**EXERCISE DESCRIPTION**
Pick out each line below that contains the word "combine", with case counting, and copy those lines.

--- BEGIN ---

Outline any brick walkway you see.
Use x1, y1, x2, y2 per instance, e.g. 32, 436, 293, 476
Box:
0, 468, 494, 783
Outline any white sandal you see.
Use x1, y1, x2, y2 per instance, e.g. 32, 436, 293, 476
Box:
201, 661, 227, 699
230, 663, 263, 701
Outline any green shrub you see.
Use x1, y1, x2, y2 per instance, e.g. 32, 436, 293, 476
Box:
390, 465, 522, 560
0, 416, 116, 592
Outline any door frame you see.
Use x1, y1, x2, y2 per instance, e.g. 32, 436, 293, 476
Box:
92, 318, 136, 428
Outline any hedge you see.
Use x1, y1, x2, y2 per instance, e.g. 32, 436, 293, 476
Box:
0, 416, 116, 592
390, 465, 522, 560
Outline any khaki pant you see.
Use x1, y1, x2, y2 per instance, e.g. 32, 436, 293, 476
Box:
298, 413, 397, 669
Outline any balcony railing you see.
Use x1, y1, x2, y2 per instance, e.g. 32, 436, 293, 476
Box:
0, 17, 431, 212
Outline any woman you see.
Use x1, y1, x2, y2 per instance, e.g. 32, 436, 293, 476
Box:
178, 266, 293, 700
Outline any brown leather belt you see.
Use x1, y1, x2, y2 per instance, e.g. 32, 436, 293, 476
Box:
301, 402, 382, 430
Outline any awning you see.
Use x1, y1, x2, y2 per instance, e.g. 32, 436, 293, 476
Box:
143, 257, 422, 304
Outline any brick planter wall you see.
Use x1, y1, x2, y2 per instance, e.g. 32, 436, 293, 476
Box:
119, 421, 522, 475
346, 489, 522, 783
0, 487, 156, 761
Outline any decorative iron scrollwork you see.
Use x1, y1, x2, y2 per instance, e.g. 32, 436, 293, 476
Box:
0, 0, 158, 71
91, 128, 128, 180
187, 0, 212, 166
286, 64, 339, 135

--- END ---
--- BEGIN ---

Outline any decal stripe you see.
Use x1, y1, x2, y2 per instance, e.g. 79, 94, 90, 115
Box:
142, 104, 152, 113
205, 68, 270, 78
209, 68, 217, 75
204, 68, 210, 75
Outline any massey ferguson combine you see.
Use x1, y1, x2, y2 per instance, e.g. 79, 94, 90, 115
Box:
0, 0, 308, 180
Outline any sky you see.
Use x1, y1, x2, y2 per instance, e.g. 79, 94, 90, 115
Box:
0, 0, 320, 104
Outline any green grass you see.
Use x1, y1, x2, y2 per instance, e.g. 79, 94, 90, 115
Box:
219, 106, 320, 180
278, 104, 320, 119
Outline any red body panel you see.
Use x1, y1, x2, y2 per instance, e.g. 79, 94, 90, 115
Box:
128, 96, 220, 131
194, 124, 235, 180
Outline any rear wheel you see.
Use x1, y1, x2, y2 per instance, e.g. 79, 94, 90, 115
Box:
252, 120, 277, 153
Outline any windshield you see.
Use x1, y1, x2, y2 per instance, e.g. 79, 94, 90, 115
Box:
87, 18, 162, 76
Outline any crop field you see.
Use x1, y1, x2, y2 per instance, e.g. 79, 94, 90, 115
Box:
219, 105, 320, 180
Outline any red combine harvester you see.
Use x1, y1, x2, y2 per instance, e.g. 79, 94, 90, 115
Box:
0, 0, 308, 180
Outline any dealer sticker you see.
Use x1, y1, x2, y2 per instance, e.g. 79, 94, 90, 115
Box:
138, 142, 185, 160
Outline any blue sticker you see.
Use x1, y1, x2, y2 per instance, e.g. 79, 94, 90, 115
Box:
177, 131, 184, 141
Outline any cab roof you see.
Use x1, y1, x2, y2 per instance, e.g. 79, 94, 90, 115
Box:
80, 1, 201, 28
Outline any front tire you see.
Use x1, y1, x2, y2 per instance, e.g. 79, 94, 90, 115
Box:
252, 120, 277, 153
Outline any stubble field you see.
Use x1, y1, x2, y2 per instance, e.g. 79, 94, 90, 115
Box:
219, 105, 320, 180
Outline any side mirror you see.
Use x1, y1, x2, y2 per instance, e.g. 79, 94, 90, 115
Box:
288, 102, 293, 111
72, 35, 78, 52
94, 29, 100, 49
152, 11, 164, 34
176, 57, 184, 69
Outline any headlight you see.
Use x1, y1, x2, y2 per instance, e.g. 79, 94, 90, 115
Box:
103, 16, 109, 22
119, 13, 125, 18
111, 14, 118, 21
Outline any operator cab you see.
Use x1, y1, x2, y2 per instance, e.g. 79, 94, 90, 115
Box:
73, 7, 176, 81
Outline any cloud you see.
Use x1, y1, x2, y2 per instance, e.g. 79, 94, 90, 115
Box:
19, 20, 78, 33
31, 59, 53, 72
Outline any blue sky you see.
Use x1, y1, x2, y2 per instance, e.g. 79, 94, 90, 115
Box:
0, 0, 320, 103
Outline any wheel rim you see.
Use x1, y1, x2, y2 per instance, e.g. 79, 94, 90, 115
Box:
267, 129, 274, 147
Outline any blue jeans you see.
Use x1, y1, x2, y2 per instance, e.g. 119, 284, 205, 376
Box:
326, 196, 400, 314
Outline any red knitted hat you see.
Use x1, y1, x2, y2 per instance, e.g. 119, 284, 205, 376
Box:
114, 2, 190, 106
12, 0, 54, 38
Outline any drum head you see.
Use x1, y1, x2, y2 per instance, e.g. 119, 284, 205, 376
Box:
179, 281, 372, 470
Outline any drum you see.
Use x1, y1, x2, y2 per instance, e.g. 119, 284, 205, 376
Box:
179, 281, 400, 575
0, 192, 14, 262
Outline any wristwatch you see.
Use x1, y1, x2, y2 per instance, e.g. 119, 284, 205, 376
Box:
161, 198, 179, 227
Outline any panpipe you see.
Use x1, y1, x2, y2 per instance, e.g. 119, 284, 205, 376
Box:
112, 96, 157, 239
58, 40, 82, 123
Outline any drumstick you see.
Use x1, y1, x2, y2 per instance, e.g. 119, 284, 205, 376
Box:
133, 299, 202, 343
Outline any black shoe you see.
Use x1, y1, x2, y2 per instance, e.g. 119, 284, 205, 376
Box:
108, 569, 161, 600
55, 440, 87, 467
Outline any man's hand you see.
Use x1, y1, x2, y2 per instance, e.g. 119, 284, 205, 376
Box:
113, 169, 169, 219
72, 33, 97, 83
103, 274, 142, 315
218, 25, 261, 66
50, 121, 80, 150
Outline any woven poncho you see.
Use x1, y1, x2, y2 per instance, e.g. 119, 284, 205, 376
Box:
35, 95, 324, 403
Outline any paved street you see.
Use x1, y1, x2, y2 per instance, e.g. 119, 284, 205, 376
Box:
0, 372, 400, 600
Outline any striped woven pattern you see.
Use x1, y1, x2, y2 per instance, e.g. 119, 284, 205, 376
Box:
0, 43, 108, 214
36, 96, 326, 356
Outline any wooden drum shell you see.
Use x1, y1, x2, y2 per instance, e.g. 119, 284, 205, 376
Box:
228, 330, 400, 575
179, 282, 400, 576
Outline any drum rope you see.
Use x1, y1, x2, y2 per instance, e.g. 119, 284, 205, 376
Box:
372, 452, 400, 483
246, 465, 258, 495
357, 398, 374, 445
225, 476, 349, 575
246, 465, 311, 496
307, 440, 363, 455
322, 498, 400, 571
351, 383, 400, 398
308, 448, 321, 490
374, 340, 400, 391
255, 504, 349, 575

--- END ---

**FINAL RESULT**
Outline any massey ferguson combine you see.
Outline any red combine harvester you see.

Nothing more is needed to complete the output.